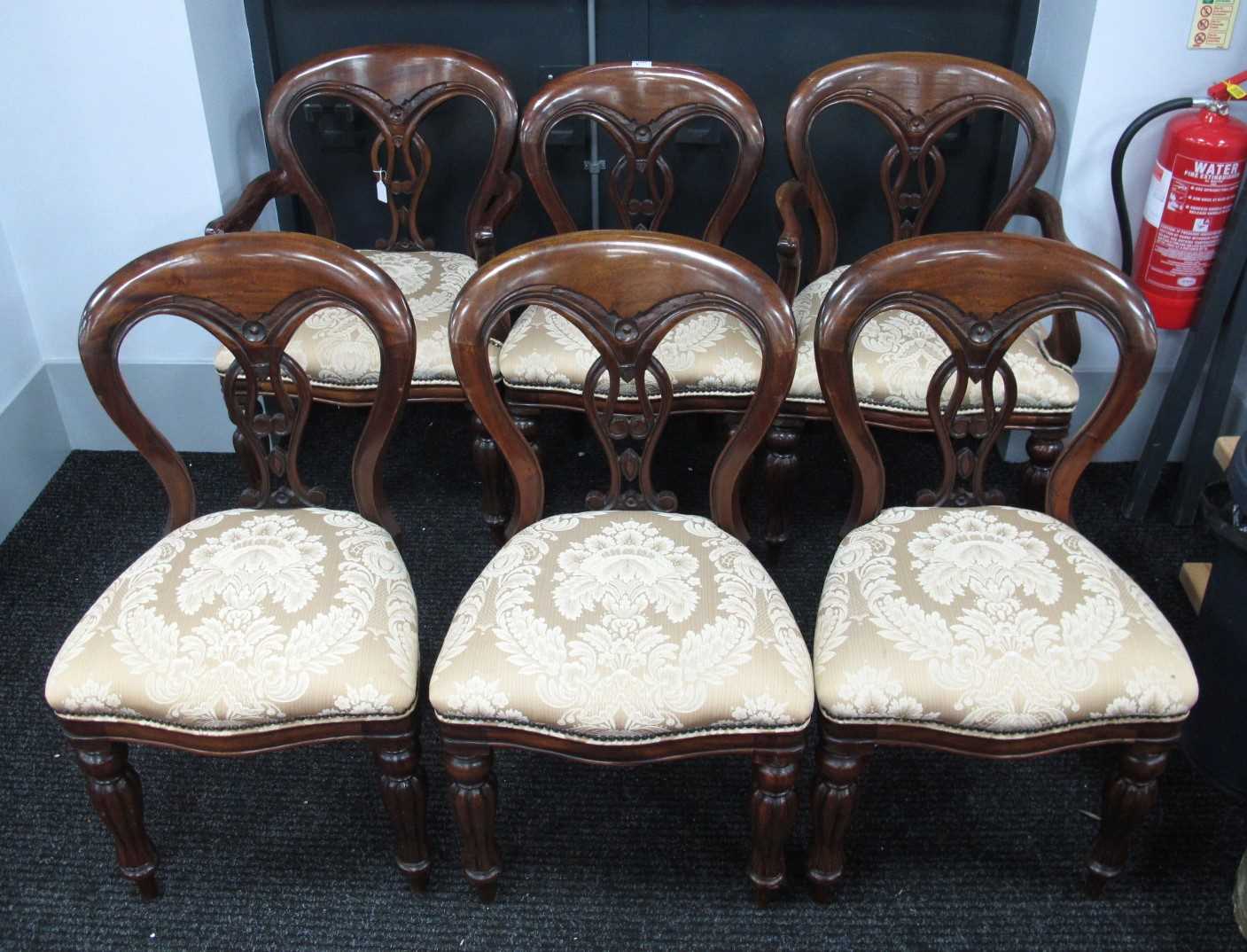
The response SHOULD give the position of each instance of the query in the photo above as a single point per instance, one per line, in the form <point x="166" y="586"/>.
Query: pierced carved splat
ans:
<point x="643" y="107"/>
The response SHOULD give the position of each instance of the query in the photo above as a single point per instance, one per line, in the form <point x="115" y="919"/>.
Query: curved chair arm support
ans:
<point x="246" y="211"/>
<point x="1064" y="342"/>
<point x="790" y="199"/>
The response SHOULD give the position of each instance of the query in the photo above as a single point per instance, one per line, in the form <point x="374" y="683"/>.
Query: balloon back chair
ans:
<point x="264" y="627"/>
<point x="713" y="360"/>
<point x="961" y="624"/>
<point x="918" y="98"/>
<point x="395" y="86"/>
<point x="627" y="634"/>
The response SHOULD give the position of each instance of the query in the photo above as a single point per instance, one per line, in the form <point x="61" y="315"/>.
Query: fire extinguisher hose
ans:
<point x="1118" y="155"/>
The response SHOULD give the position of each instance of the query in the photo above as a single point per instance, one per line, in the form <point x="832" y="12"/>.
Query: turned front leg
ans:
<point x="117" y="796"/>
<point x="1129" y="798"/>
<point x="403" y="793"/>
<point x="493" y="477"/>
<point x="774" y="813"/>
<point x="841" y="769"/>
<point x="474" y="801"/>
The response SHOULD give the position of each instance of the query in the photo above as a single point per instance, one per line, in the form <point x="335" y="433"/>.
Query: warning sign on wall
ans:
<point x="1213" y="24"/>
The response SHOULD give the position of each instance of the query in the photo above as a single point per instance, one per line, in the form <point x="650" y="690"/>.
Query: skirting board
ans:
<point x="35" y="446"/>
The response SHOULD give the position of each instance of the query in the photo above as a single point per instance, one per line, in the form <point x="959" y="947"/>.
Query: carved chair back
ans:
<point x="918" y="98"/>
<point x="643" y="109"/>
<point x="624" y="291"/>
<point x="397" y="85"/>
<point x="979" y="293"/>
<point x="252" y="291"/>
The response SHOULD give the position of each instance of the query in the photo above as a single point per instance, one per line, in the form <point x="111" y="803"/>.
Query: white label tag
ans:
<point x="1156" y="195"/>
<point x="1212" y="25"/>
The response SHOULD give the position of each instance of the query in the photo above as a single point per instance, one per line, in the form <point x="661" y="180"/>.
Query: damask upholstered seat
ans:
<point x="616" y="627"/>
<point x="990" y="619"/>
<point x="337" y="349"/>
<point x="248" y="619"/>
<point x="898" y="354"/>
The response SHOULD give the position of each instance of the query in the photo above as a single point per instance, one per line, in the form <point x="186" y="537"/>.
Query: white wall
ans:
<point x="1102" y="63"/>
<point x="19" y="351"/>
<point x="113" y="158"/>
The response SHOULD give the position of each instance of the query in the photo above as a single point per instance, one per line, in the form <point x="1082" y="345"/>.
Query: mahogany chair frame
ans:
<point x="916" y="98"/>
<point x="397" y="86"/>
<point x="251" y="291"/>
<point x="643" y="109"/>
<point x="624" y="291"/>
<point x="979" y="293"/>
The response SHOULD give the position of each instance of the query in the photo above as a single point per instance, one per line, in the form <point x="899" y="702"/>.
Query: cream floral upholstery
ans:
<point x="248" y="619"/>
<point x="897" y="355"/>
<point x="714" y="355"/>
<point x="337" y="349"/>
<point x="710" y="354"/>
<point x="990" y="619"/>
<point x="624" y="627"/>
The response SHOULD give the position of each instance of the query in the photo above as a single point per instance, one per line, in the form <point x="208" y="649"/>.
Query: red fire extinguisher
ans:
<point x="1195" y="183"/>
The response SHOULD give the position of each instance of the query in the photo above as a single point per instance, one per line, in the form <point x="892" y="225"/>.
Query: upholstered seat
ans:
<point x="714" y="355"/>
<point x="248" y="619"/>
<point x="898" y="354"/>
<point x="337" y="349"/>
<point x="616" y="627"/>
<point x="990" y="619"/>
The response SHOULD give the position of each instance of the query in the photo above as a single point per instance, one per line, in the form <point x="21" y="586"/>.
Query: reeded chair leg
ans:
<point x="117" y="796"/>
<point x="781" y="476"/>
<point x="403" y="793"/>
<point x="774" y="810"/>
<point x="1042" y="449"/>
<point x="474" y="802"/>
<point x="1129" y="798"/>
<point x="841" y="768"/>
<point x="493" y="477"/>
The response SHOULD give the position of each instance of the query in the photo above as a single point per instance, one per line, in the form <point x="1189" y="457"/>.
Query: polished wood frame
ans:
<point x="251" y="291"/>
<point x="979" y="293"/>
<point x="395" y="85"/>
<point x="624" y="291"/>
<point x="916" y="97"/>
<point x="643" y="109"/>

━━━━

Requirement:
Give the listing again word for word, without its images.

Final answer:
The response SHOULD give the position of each instance of the query in the photo above as a single point per instance, one per line, in the form <point x="166" y="586"/>.
Query: pierced carved splat
ans:
<point x="643" y="107"/>
The response SHOULD give the position of each instance of the query in the photo above as a single point per instance, one per line, in the form <point x="115" y="919"/>.
Query: curved chair arm support
ans:
<point x="246" y="211"/>
<point x="1064" y="342"/>
<point x="790" y="199"/>
The response SHOULD give the position of each instance of the query in the photo above as a single point per instance, one per line, in the form <point x="374" y="683"/>.
Query: balloon back chair
ans:
<point x="264" y="627"/>
<point x="713" y="360"/>
<point x="961" y="624"/>
<point x="918" y="98"/>
<point x="395" y="86"/>
<point x="627" y="634"/>
The response SHOULD give the position of each instance of the query in the photo above as a single point per instance, one per line, in the form <point x="61" y="315"/>.
Query: fire extinguisher hose
ans:
<point x="1118" y="155"/>
The response SHOULD give the position of each instance of the query in the photo above as a single point per instance, one per line, in the form <point x="832" y="12"/>.
Query: turned front leg
ans:
<point x="117" y="796"/>
<point x="1129" y="798"/>
<point x="403" y="793"/>
<point x="493" y="477"/>
<point x="774" y="813"/>
<point x="841" y="769"/>
<point x="474" y="801"/>
The response SHOULD give the position of each instance of the query in the photo above as a single point per instance, one per line, in the form <point x="335" y="433"/>.
Query: warning sign on wall
ans:
<point x="1213" y="24"/>
The response SHOULD give the position of each instance of the query in the photo above as a single point per instance, one per line, in the form <point x="650" y="690"/>.
Query: skirting board
ans:
<point x="35" y="446"/>
The response SHOULD give the position of each instance of the query in the photo above as a single point per instance, one per line, in the form <point x="959" y="947"/>.
Query: carved chair back
ans:
<point x="918" y="98"/>
<point x="643" y="109"/>
<point x="624" y="291"/>
<point x="397" y="85"/>
<point x="979" y="293"/>
<point x="252" y="291"/>
The response SHOULD give the position of each instance of the query in the photo above as a single point per instance, one per line, in the form <point x="111" y="803"/>.
Query: white label tag
ans:
<point x="1156" y="195"/>
<point x="1212" y="25"/>
The response SHOULD give the position of each instance of the query in the photo above as a single point per instance, one per line, in the form <point x="661" y="180"/>.
Query: damask upholstered seat
ans:
<point x="616" y="627"/>
<point x="990" y="619"/>
<point x="337" y="349"/>
<point x="248" y="619"/>
<point x="898" y="354"/>
The response SHOULD give the position of each instance of the query in the photo above as a single point per instance, one per line, in the form <point x="186" y="537"/>.
Query: white wall
ans:
<point x="1102" y="63"/>
<point x="19" y="351"/>
<point x="113" y="158"/>
The response SHOULD give the position of each instance of the query in the photo above as a single point per instance, one per line, in the form <point x="1082" y="345"/>.
Query: mahogany chair frame
ans:
<point x="916" y="98"/>
<point x="397" y="86"/>
<point x="251" y="291"/>
<point x="643" y="109"/>
<point x="624" y="291"/>
<point x="979" y="293"/>
The response SHOULD give the position of each instance of the query in the photo above as a single point per instance, one per line, in the form <point x="899" y="702"/>.
Query: cream floral upholstery
ans:
<point x="248" y="619"/>
<point x="897" y="355"/>
<point x="714" y="355"/>
<point x="337" y="349"/>
<point x="710" y="354"/>
<point x="990" y="619"/>
<point x="624" y="627"/>
The response SHOULD give the position of each instance of the query in the photo above as a single point per instance, one per line, in the form <point x="208" y="649"/>.
Query: red fire extinguisher
ans:
<point x="1195" y="183"/>
The response SHOULD give the position of each instance of the query in the photo above as a single point per instance, one per line, in the form <point x="892" y="225"/>.
Query: upholstered seat
ans:
<point x="714" y="355"/>
<point x="248" y="619"/>
<point x="898" y="354"/>
<point x="337" y="349"/>
<point x="616" y="627"/>
<point x="990" y="619"/>
The response SHOULD give the position of each instance of the query in the photo above as a single point per instance, one per line, in the form <point x="21" y="586"/>.
Query: reeded chair leg
ans:
<point x="117" y="796"/>
<point x="781" y="476"/>
<point x="403" y="793"/>
<point x="774" y="810"/>
<point x="1042" y="449"/>
<point x="474" y="802"/>
<point x="1129" y="798"/>
<point x="841" y="768"/>
<point x="493" y="477"/>
The response SHOULD give the position of each instance of the query in the photo above as a single point per instance, one per line, in the form <point x="1189" y="457"/>.
Query: polished wood frame
ans:
<point x="251" y="291"/>
<point x="979" y="293"/>
<point x="395" y="85"/>
<point x="624" y="291"/>
<point x="916" y="97"/>
<point x="643" y="109"/>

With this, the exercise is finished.